[[ Source passage open ]]

- Norval Dooley 1917
- Nickname: "Pat"
- Born: 3 October 1893 Bendigo, Victoria
- Died: 1978 Melbourne
- Allegiance: Australia
- Branch: Australian Army
- Service years: 1915–1931 1940–1943
- Rank: Captain
- Conflicts: First World War Second World War

= Norval Dooley =

Australian Army officer

Norval Henry "Pat" Dooley (3 October 1893 – 1978) was an Australian Army officer and leading solicitor. His service at Gallipoli and in France, and his courtship of nurse Olive Haynes was portrayed in the 2014 ABC Television miniseries ANZAC Girls.

==Early life==
Dooley was born in Bendigo, but his parents, Mr and Mrs W.H. Dooley, later moved the family, which included a sister, Beryl, to Ivanhoe, Victoria. Dooley attended the University of Melbourne, where he studied law. In 1914, in his third year, Dooley entered residence at Trinity College, where he was a successful athlete. He competed regularly in walking events for the Melbourne University Athletics Club (MUAC), and in 1917, one newspaper described him as "the well-known and popular M.U.A.C. walker". In 1914, he was selected for the One Mile Walk for the Victorian team to compete at the Australasian Athletics Championships. A year later, when the Melbourne University Athletic Club Championships were run in May 1915, it was noted that: Secretarial cares sat lightly on Messrs. N.H. Dooley and W.R. Jewell. Each was prominent in the racing, and secured a championship. The former won the mile walk in good time, and has also to be congratulated on recently securing the degree of Bachelor of Laws and Literature. Dooley and his teammate P.M. Hamilton were sent as University delegates to the Victorian Amateur Athletics Association annual meeting in March, to present a resolution passed by the University Sports Union in February 1915 that during the War, "Sports should not be suspended, but should be played for competitive exercise only; and … no premiership or pennant honors should be awarded during the 1916 season".

[[ Source passage closed ]]
[[ Information supplied open ]]

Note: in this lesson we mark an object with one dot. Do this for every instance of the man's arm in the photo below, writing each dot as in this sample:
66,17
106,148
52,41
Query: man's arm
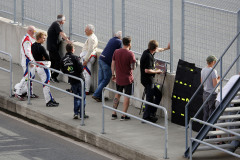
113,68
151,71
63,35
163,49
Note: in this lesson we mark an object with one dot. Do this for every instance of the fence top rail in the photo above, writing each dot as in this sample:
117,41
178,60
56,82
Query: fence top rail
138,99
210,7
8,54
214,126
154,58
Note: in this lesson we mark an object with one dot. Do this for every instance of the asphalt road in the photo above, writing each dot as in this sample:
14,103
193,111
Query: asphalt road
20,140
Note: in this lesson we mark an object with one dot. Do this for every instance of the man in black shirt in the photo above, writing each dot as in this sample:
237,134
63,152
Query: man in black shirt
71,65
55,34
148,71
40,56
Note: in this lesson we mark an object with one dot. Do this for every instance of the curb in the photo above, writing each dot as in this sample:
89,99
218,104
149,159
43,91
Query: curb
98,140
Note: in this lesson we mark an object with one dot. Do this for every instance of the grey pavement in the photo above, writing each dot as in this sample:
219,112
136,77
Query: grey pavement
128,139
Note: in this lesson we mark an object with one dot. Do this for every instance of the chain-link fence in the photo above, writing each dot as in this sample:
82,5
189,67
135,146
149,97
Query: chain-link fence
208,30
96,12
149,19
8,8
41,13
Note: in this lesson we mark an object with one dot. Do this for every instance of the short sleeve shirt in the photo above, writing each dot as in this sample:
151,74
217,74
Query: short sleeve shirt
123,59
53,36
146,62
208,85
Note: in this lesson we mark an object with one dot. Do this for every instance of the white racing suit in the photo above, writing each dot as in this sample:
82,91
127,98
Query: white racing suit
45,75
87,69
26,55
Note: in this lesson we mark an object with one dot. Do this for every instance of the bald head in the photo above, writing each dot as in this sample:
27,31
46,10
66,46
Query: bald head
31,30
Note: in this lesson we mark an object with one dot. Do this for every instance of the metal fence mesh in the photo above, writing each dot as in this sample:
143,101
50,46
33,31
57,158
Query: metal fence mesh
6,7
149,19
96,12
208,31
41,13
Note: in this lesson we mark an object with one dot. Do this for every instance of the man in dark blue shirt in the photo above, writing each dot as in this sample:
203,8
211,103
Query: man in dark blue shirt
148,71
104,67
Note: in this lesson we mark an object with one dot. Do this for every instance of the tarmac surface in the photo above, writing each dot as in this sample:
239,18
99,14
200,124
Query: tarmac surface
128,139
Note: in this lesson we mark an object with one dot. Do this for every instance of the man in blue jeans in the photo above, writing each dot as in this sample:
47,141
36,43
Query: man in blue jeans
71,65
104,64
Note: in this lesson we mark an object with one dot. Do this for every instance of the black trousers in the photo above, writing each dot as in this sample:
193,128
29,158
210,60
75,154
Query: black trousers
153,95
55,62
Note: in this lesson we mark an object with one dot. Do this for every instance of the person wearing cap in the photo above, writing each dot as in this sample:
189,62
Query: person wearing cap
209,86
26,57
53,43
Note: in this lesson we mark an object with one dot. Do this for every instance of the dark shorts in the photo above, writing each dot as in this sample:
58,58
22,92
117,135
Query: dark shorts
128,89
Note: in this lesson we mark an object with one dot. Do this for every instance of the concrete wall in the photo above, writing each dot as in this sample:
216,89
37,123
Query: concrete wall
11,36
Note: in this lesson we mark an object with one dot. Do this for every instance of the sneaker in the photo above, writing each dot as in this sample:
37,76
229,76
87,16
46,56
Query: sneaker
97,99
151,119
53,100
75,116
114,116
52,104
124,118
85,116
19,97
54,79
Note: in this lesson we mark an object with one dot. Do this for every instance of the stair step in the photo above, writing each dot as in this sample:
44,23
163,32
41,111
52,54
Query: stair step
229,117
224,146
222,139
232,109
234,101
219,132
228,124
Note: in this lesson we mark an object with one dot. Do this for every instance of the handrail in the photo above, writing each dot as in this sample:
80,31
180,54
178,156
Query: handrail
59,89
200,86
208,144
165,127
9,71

[[ Information supplied closed ]]
[[ Information supplied open ]]

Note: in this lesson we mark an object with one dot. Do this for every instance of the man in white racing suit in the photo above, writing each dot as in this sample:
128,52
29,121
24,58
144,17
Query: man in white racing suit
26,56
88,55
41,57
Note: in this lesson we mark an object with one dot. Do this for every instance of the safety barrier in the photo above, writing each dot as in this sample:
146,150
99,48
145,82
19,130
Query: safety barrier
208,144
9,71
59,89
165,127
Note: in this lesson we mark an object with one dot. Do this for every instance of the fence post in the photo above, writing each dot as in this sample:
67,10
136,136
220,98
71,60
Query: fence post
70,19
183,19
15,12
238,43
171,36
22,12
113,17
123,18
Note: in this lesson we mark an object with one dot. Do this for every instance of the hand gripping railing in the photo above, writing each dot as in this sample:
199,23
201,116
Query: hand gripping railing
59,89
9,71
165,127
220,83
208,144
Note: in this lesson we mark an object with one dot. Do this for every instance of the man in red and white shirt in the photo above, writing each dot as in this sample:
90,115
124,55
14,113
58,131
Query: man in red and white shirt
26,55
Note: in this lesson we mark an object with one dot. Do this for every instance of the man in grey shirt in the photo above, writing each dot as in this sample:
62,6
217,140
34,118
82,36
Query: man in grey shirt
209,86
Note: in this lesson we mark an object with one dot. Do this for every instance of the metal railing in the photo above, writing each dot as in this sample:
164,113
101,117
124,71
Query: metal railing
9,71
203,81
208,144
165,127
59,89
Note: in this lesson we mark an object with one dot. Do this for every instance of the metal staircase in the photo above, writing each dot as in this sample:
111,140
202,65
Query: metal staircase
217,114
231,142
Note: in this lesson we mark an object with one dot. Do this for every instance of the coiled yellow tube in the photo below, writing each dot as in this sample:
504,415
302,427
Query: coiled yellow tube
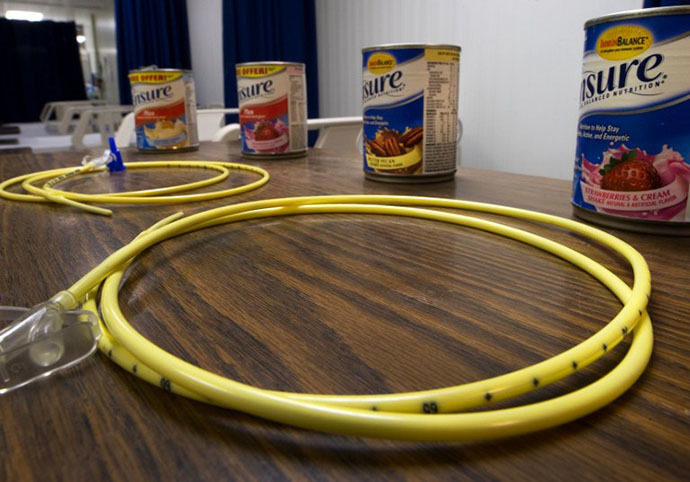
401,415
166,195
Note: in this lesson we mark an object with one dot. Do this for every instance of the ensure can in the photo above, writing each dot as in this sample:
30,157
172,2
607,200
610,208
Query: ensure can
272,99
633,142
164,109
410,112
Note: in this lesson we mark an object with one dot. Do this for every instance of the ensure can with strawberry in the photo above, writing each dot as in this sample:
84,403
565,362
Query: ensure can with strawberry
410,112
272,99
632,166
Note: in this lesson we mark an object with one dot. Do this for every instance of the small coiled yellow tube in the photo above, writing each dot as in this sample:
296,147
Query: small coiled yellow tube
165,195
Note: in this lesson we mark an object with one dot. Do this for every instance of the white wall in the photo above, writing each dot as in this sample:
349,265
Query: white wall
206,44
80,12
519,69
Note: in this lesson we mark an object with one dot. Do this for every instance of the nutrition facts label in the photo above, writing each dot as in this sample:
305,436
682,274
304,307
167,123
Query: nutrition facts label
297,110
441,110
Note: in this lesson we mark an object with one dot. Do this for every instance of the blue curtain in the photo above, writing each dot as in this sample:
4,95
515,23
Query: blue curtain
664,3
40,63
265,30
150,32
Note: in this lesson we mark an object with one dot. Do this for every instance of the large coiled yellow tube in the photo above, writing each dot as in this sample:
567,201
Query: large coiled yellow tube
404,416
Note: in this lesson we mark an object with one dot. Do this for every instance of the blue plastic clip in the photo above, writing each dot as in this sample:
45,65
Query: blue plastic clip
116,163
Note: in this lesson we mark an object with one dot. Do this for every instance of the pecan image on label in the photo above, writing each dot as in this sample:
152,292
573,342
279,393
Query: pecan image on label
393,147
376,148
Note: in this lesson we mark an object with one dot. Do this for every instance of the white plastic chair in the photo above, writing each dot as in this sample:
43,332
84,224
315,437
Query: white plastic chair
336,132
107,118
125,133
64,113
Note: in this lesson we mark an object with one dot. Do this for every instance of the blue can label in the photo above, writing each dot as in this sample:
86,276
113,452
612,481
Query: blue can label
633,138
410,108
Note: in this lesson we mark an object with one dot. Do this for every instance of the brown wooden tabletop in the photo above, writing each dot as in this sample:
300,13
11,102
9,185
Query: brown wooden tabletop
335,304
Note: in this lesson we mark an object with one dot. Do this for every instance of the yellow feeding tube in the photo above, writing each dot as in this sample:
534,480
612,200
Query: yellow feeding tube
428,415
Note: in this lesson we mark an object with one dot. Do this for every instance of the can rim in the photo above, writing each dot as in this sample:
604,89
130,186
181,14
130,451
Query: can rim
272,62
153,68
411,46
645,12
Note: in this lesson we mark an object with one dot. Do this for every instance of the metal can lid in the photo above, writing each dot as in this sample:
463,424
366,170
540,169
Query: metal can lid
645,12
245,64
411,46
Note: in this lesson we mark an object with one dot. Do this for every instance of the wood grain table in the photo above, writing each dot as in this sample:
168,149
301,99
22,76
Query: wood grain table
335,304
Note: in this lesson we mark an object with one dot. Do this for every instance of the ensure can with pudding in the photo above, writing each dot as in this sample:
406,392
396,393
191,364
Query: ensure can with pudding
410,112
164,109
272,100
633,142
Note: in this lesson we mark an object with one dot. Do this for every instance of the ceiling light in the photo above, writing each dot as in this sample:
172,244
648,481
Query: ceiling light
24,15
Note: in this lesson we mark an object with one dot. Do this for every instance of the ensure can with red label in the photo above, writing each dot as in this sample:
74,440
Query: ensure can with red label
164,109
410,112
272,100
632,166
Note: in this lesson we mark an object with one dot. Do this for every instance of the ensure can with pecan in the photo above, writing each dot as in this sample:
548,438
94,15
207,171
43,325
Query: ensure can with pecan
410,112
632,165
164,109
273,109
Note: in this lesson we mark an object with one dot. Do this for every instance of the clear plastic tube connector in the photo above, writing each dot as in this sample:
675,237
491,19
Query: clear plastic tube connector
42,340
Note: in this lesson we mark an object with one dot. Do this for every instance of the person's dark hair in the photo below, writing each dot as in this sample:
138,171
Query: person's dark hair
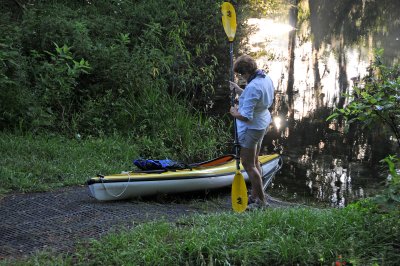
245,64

[[ Information supplied closed ]]

> _Exercise requirements_:
1. Reproduce the section of the Norval Dooley biography that opens with the words containing "- Born: 3 October" and closes with "miniseries ANZAC Girls.".
2. Write the next portion of the Norval Dooley biography, starting right after its final sentence.

> _Answers by item number_:
1.
- Born: 3 October 1893 Bendigo, Victoria
- Died: 1978 Melbourne
- Allegiance: Australia
- Branch: Australian Army
- Service years: 1915–1931 1940–1943
- Rank: Captain
- Conflicts: First World War Second World War

= Norval Dooley =

Australian Army officer

Norval Henry "Pat" Dooley (3 October 1893 – 1978) was an Australian Army officer and leading solicitor. His service at Gallipoli and in France, and his courtship of nurse Olive Haynes was portrayed in the 2014 ABC Television miniseries ANZAC Girls.

2.
==War service==
When Dooley graduated in May 1915, he had been intending on studying theology at the Trinity College Theological School, possibly with a view to ordination. However, having earlier been rejected for war service due to his poor eyesight (he wore spectacles his whole life), on 7 July 1915 he was re-examined and passed as fit for service. His eyesight is perhaps why he was not originally given duties on the front line. He enlisted as a private in the Australian Army Medical Corps, and was assigned to the No. 2 Australian Casualty Clearing Station, which dealt with the wounded from the Gallipoli Campaign.

There he met Olive Lilian Creswell Haynes, an Australian nurse attached to the No. 2 Australian Stationary Hospital on Lemnos. She was the daughter of the Revd J.C. Haynes, sometime chaplain at St Peter's College, Adelaide. In November 1917, now serving in France, Dooley was wounded in action, receiving a gunshot to the chest and being evacuated to England. They were married one month later, on 11 December 1917, at St Peter le Bailey, Oxford. The story of their courtship and service during the First World War is told in ANZAC Girls, where Dooley is played by Brandon McClelland and Haynes by Anna McGahan. The six-part series is based on the true stories of nurses serving at Gallipoli and the Western Front during the war, and makes use of the diaries and letters of Sister Haynes, published in 1991.

==Post-war life==
The couple survived the war and, after returning to Melbourne, had seven children, one of whom had Down syndrome. Olive was involved in establishing a school for the developmentally disabled at Ivanhoe. Dooley continued his service with the armed forces, being promoted to captain in October 1920, and being appointed Staff Officer, 3rd Grade, Intelligence Section, General Staff. He relinquished this in 1931, but in 1940 volunteered again for service and was promoted to Staff Captain in October 1940 with the Australian Army Legal Department. He later settled to a successful legal practice in Queen Street, and was for many years legal adviser to the Electricity Commission. During the 1940s, he was honorary treasurer of the Melbourne Legacy Club.